◆ Extract to read ◆
------------------------

A bit of background: When we designed One-Shot Bufferize, we had two design options:
- Analyze tensor IR and insert buffer copies only when needed.
- Insert copies on every write (without analyzing anything). Then run a memref analysis to remove copies again.
We went with the first option. I have no good answer which design is better. My gut feeling says variant 1 is simpler because we can utilize SSA use-def chains for the analysis and implement special rules to bufferize certain tensor ops efficiently in the absence of difficult analyses (e.g., range analyses). Also, a tensor-based analysis fits better with destination-style, which we’ve already been utilizing in other components (e.g., tiling).
The bufferization analysis is driven by BufferizableOpInterface
. There are two methods that model the flow of data through the program: getAliasingOpOperands
and getAliasingOpResults
. These are properties of tensor
operands.
E.g.:
// getAliasingOpOperands(%r) = {%t}
// getAliasingOpResults(%t) = {%r}
%r = tensor.insert %cst into %t[%idx] : tensor<?xf32>
This tells us that if %t
bufferizes in-place, buffer(%r) == buffer(%t)
. The bufferization analysis maintains alias sets based on this information.

------------------------

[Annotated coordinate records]
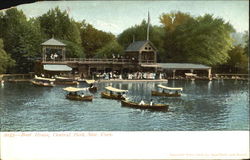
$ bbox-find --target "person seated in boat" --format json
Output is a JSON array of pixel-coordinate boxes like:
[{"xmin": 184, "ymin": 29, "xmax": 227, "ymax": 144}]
[
  {"xmin": 89, "ymin": 83, "xmax": 94, "ymax": 88},
  {"xmin": 149, "ymin": 99, "xmax": 153, "ymax": 106},
  {"xmin": 118, "ymin": 93, "xmax": 122, "ymax": 98},
  {"xmin": 81, "ymin": 93, "xmax": 84, "ymax": 98},
  {"xmin": 122, "ymin": 92, "xmax": 127, "ymax": 99},
  {"xmin": 139, "ymin": 100, "xmax": 145, "ymax": 105}
]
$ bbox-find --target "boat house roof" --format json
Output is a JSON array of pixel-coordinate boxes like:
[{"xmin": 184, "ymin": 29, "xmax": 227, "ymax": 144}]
[
  {"xmin": 41, "ymin": 38, "xmax": 66, "ymax": 46},
  {"xmin": 126, "ymin": 41, "xmax": 156, "ymax": 52},
  {"xmin": 43, "ymin": 64, "xmax": 72, "ymax": 72},
  {"xmin": 157, "ymin": 63, "xmax": 211, "ymax": 70}
]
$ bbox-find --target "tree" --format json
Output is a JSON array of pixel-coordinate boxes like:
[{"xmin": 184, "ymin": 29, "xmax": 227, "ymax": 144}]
[
  {"xmin": 78, "ymin": 21, "xmax": 115, "ymax": 58},
  {"xmin": 117, "ymin": 20, "xmax": 165, "ymax": 59},
  {"xmin": 62, "ymin": 40, "xmax": 85, "ymax": 58},
  {"xmin": 38, "ymin": 7, "xmax": 81, "ymax": 45},
  {"xmin": 160, "ymin": 12, "xmax": 195, "ymax": 62},
  {"xmin": 160, "ymin": 11, "xmax": 234, "ymax": 66},
  {"xmin": 96, "ymin": 41, "xmax": 123, "ymax": 58},
  {"xmin": 0, "ymin": 8, "xmax": 41, "ymax": 73},
  {"xmin": 227, "ymin": 45, "xmax": 248, "ymax": 73},
  {"xmin": 243, "ymin": 31, "xmax": 249, "ymax": 57},
  {"xmin": 0, "ymin": 39, "xmax": 15, "ymax": 73}
]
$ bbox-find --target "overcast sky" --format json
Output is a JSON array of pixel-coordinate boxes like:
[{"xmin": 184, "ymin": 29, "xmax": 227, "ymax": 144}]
[{"xmin": 17, "ymin": 0, "xmax": 249, "ymax": 35}]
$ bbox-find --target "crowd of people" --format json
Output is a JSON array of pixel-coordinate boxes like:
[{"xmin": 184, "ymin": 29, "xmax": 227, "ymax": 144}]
[{"xmin": 95, "ymin": 72, "xmax": 166, "ymax": 80}]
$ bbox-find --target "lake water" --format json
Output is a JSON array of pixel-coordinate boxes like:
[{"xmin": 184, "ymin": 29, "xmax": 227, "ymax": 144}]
[{"xmin": 0, "ymin": 80, "xmax": 249, "ymax": 131}]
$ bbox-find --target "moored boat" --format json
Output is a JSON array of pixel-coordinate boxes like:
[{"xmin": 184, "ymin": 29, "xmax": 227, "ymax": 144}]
[
  {"xmin": 121, "ymin": 100, "xmax": 169, "ymax": 111},
  {"xmin": 31, "ymin": 75, "xmax": 55, "ymax": 87},
  {"xmin": 63, "ymin": 87, "xmax": 93, "ymax": 101},
  {"xmin": 55, "ymin": 76, "xmax": 79, "ymax": 85},
  {"xmin": 151, "ymin": 85, "xmax": 183, "ymax": 97},
  {"xmin": 85, "ymin": 80, "xmax": 97, "ymax": 92},
  {"xmin": 101, "ymin": 86, "xmax": 128, "ymax": 100}
]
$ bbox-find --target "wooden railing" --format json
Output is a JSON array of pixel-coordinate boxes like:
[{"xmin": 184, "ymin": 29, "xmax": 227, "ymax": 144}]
[{"xmin": 43, "ymin": 58, "xmax": 155, "ymax": 64}]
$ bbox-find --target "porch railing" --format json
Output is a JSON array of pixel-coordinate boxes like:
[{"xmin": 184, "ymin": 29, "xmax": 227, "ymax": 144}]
[{"xmin": 43, "ymin": 58, "xmax": 155, "ymax": 64}]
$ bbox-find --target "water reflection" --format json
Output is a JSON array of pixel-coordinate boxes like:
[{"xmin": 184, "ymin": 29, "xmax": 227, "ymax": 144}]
[{"xmin": 0, "ymin": 80, "xmax": 249, "ymax": 131}]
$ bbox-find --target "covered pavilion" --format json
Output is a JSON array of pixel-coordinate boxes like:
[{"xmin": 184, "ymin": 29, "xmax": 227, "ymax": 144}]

------------------------

◆ Objectives ◆
1 > Revise the bufferization post from "- Insert copies" to "components (e.g., tiling).", replacing "copies" with "duplicates".
2 > Collect every line of the records that contains the string "water", treating case as significant.
The text and the records are unrelated to each other.

◆ Solutions for each task ◆
1 >
- Insert duplicates on every write (without analyzing anything). Then run a memref analysis to remove duplicates again.
We went with the first option. I have no good answer which design is better. My gut feeling says variant 1 is simpler because we can utilize SSA use-def chains for the analysis and implement special rules to bufferize certain tensor ops efficiently in the absence of difficult analyses (e.g., range analyses). Also, a tensor-based analysis fits better with destination-style, which we’ve already been utilizing in other components (e.g., tiling).

2 >
$ bbox-find --target "lake water" --format json
$ bbox-find --target "water reflection" --format json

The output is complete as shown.